Source records:
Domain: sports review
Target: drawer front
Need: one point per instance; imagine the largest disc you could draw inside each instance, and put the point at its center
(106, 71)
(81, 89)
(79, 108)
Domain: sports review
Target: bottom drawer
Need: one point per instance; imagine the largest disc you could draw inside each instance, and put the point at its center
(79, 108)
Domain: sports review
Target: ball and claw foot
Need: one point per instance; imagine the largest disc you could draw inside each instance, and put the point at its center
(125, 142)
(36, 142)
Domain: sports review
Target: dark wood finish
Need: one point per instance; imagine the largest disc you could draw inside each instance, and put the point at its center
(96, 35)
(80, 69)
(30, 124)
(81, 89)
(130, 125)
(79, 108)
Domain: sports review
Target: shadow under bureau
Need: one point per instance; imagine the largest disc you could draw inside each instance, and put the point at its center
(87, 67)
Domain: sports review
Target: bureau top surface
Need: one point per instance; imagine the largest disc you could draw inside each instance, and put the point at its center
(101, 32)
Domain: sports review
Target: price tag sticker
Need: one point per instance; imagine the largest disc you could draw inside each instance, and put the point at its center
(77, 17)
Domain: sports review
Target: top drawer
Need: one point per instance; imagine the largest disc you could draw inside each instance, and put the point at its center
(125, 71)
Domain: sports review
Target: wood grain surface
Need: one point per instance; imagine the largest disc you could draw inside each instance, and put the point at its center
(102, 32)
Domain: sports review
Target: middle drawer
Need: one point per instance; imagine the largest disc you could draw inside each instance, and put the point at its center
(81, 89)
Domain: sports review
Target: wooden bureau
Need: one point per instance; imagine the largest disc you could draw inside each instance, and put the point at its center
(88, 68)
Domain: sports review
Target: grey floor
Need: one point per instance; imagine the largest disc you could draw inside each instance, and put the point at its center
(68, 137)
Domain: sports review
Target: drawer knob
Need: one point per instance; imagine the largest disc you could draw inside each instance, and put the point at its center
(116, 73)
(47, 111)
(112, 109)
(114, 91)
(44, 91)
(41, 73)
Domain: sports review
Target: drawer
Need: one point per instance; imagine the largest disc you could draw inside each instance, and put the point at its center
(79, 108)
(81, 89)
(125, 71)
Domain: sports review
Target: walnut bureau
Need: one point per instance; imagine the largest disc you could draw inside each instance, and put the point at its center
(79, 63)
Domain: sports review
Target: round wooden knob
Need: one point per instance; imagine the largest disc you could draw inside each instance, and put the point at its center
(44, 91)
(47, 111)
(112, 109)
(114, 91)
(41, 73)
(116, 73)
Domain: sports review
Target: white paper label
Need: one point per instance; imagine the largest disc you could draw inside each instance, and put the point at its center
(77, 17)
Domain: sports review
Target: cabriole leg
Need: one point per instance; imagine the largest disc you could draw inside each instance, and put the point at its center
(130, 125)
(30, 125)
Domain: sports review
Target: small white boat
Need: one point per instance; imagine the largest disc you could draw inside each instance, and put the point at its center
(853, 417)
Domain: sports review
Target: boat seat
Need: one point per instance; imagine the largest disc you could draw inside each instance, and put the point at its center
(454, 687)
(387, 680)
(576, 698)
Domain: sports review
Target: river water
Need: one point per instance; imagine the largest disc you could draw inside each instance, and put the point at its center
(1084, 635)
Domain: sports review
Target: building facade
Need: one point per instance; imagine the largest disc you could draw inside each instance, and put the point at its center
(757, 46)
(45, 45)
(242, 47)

Aim of the task: For each line above that includes the word "drawer", make a copy of that line.

Answer to the problem:
Target: drawer front
Target: bottom drawer
Target: top drawer
Target: middle drawer
Target: drawer knob
Target: drawer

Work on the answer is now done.